■ Assignment
For the records below, print the lines from the line with "503 157 L 407" through the line with "261 467 L 352" exactly as written; include both end lines and exclude the rest.

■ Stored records
============================================================

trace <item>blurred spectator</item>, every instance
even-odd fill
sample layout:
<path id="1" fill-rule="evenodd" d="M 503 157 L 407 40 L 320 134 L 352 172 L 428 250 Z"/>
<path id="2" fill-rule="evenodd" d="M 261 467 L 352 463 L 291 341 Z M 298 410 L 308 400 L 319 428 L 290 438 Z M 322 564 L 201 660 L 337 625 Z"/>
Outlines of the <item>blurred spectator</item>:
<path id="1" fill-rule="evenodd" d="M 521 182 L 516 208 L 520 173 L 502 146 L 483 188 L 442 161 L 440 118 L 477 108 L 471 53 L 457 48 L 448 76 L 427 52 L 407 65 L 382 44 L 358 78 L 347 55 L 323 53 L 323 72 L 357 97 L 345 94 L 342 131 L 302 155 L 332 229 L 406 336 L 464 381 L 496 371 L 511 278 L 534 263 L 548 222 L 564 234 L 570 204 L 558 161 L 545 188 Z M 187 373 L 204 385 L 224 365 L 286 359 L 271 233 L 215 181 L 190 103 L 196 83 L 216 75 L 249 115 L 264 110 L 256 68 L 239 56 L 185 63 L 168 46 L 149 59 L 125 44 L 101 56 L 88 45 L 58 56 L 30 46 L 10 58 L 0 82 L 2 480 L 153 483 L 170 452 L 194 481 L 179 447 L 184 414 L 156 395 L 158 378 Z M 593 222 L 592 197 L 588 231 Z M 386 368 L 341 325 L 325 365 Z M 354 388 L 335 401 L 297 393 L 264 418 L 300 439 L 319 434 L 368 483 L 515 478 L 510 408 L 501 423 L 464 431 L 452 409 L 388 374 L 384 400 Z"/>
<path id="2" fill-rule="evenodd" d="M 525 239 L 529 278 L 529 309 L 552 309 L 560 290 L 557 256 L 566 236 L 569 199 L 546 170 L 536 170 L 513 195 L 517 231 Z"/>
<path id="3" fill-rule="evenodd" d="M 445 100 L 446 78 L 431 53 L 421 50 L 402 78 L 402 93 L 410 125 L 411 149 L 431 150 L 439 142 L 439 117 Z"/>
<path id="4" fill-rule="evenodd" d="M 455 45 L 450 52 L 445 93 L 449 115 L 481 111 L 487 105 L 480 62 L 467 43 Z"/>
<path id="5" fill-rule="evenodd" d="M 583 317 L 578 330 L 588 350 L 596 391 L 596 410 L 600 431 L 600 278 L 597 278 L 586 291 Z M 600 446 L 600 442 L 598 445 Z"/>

============================================================

■ Answer to this problem
<path id="1" fill-rule="evenodd" d="M 503 157 L 407 40 L 320 134 L 352 172 L 428 250 Z"/>
<path id="2" fill-rule="evenodd" d="M 261 467 L 352 463 L 291 341 Z M 298 410 L 308 400 L 319 428 L 290 438 Z M 322 564 L 201 660 L 337 625 Z"/>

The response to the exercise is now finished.